:: ACTIVITÉS ::
(A) D'après le texte fourni, à quelle date le tribunal a-t-il rendu son jugement ?
(B) Recopiez le passage du texte fourni allant de « Par jugement du » jusqu'à « amples et contraires. » inclus.

:: TEXTE FOURNI ::
==*==

Par avis du 10 avril 2017, le docteur [O], médecin-conseil de la Caisse, a estimé que l'affection déclarée par Mme [I] [H] était bien inscrite au tableau 57 des maladies professionnelles et qu'elle en remplissait les conditions médicales. Le service administratif estimait pour sa part que les conditions administratives étaient également remplies.

La Caisse, tenue par cet avis, a, par décision du 10 mai 2017, reconnu le caractère professionnel de cette pathologie sous l'intitulé « tendinopathie chronique de la coiffe des rotateurs de l'épaule gauche ».

La Société a contesté cette décision devant la commission de recours amiable puis, à défaut de décision explicite, elle a, par lettre recommandée avec accusé de réception du 5 octobre 2017, saisi le tribunal des affaires de sécurité sociale de Bobigny.

Par jugement du 20 mars 2018, le tribunal a :

- déclaré recevable et bien fondé le recours formé par la société [5] ;

- déclaré inopposable à son égard la décision rendue par la caisse primaire d'assurance maladie de la Seine-Saint-Denis le 10 mai 2017 prenant en charge, au titre de la législation sur les risques professionnels, la maladie déclarée par Madame [I] [H] le 28 novembre 2016 ;

- débouté les parties de leurs demandes plus amples et contraires.

Pour en décider ainsi, le tribunal a retenu que le médecin conseil de la Caisse avait considéré que l'IRM réalisée le 27 décembre 2016 et communiquée le 24 janvier 2017 lui permettait de diagnostiquer une tendinopathie chronique non rompue, non calcifiante, à l'épaule gauche avec ou sans enthésopathie de la coiffe des rotateurs mais que cet examen n'était pas communiqué aux débats alors que la Société disposait d'une échographie de nature à contredire ce diagnostic. Cet examen, effectué le 7 novembre 2016 concluait que l'aspect échographique était en faveur d'une tendinite calcifiante du sus épineux droit, du sus et du sous épineux gauches, pathologies exclues du tableau puisque calcifiantes. Le tribunal relevait encore que les différentes pièces communiquées à la Société lors de l'instruction ne mentionnaient pas clairement que le dossier était instruit au titre d'une tendinopathie chronique non rompue non calcifiante de la coiffe rotateur de l'épaule gauche, l'enquête administrative du 30 mars 2017 mentionnant simplement une 'tendinopathie épaule gauche', la synthèse de l'enquête maladie professionnelle du 5 avril 2017 une 'tendinopathie coiffe rotateur épaule gauche' et les questionnaires salarié et employeur une 'tendinopathie épaule gauche'.

==*==

:: DONNÉES ::

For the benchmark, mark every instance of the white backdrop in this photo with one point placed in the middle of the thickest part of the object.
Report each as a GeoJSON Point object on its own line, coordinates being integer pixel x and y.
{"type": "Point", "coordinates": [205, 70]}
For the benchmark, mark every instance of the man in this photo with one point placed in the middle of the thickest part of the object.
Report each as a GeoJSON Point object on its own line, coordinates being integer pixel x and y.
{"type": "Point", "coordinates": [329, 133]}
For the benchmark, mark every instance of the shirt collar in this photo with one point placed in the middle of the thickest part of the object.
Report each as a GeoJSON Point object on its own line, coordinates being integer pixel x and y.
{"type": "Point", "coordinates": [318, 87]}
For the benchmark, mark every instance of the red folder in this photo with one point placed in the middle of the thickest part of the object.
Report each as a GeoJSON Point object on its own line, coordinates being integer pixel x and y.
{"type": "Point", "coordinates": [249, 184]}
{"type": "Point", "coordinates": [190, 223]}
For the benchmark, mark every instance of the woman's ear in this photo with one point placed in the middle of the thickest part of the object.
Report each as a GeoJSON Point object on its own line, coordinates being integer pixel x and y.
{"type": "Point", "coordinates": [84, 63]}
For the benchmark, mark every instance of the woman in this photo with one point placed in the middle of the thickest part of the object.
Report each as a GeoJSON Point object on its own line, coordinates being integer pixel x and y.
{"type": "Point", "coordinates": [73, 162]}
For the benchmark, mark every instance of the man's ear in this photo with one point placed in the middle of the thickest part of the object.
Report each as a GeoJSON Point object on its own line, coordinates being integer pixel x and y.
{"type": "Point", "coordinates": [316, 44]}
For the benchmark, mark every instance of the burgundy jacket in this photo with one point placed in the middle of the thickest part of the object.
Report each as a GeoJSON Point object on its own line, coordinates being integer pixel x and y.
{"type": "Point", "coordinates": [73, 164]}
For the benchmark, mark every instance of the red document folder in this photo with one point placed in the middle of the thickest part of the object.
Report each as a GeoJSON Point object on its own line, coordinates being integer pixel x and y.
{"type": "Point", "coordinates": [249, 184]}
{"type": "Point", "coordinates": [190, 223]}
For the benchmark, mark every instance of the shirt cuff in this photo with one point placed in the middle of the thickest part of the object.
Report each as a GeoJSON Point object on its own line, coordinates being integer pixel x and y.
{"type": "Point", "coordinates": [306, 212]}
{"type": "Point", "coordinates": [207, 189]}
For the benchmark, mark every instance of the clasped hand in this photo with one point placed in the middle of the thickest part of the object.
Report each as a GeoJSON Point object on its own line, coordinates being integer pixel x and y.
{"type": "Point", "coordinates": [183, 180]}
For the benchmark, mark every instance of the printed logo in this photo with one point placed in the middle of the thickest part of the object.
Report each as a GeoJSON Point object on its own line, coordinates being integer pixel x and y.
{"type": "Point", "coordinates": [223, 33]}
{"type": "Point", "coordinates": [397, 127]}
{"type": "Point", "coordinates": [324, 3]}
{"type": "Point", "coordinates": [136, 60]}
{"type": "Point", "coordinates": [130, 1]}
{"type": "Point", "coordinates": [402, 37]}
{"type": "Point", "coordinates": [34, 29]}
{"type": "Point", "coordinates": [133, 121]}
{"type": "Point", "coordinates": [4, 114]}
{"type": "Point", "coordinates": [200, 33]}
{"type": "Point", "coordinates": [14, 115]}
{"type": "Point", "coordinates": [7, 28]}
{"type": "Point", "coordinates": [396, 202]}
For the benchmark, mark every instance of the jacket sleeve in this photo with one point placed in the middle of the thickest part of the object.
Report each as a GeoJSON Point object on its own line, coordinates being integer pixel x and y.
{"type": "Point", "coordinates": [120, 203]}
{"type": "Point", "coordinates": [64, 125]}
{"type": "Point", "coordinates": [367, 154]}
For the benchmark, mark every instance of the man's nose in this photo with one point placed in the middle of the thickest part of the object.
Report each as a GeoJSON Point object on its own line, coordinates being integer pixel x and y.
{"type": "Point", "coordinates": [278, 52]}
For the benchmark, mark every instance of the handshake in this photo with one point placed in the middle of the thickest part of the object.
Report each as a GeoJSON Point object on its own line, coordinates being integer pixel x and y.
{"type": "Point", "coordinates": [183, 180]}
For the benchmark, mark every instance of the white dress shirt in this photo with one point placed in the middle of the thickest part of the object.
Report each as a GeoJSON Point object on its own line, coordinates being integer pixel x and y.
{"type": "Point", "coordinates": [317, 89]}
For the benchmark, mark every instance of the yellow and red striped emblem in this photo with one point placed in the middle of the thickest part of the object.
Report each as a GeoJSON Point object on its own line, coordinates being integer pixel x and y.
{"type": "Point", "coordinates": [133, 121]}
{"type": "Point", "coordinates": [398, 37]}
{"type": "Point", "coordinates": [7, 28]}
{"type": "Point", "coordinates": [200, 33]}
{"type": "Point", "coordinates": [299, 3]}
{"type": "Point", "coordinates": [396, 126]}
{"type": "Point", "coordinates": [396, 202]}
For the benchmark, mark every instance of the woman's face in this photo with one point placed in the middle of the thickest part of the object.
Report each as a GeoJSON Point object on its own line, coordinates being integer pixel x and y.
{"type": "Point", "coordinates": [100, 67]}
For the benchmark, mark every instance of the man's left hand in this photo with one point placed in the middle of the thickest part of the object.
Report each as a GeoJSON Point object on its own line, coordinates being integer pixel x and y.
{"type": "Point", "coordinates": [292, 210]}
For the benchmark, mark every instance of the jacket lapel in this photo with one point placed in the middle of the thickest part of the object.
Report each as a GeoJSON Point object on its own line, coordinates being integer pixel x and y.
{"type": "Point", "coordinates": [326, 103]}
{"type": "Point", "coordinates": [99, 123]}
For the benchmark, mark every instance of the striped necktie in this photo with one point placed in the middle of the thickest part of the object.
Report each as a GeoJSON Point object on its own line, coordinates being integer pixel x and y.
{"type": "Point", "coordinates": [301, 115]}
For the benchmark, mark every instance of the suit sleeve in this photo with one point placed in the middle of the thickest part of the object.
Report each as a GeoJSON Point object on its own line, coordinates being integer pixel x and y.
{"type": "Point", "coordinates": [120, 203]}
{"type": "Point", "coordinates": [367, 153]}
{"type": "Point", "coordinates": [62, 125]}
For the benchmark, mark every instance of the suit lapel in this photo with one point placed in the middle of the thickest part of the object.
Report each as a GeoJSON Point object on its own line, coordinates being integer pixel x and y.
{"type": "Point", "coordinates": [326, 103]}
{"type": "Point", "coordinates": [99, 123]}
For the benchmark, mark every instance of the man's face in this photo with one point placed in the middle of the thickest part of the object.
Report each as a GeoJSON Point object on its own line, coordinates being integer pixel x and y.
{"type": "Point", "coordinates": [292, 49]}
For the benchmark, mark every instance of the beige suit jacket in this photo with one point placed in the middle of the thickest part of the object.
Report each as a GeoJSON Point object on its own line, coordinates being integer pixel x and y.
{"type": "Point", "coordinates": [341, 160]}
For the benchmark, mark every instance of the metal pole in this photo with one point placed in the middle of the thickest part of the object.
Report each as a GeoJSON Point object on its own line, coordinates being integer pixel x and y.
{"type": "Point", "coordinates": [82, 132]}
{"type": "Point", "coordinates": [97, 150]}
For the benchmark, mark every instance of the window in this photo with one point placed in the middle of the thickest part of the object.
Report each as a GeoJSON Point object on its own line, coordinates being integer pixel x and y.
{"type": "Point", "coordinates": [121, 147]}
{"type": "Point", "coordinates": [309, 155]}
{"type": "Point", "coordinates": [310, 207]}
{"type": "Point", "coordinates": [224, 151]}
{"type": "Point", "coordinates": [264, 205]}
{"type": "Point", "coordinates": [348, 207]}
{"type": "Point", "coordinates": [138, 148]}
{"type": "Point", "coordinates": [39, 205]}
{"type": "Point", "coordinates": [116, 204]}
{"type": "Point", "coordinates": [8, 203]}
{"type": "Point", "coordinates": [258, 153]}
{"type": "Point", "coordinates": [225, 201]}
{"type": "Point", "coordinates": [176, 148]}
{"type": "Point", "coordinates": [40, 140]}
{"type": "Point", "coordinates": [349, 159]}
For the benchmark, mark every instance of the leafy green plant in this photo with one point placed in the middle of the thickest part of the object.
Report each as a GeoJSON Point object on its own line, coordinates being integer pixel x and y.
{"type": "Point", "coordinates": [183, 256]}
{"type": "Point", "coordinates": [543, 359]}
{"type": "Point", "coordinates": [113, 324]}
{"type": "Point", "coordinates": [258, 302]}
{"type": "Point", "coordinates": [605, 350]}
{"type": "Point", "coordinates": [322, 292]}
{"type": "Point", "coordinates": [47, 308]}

==*==

:: RÉPONSES NUMÉROTÉES ::
(A) Le 20 mars 2018.

(B)
Par jugement du 20 mars 2018, le tribunal a :

- déclaré recevable et bien fondé le recours formé par la société [5] ;

- déclaré inopposable à son égard la décision rendue par la caisse primaire d'assurance maladie de la Seine-Saint-Denis le 10 mai 2017 prenant en charge, au titre de la législation sur les risques professionnels, la maladie déclarée par Madame [I] [H] le 28 novembre 2016 ;

- débouté les parties de leurs demandes plus amples et contraires.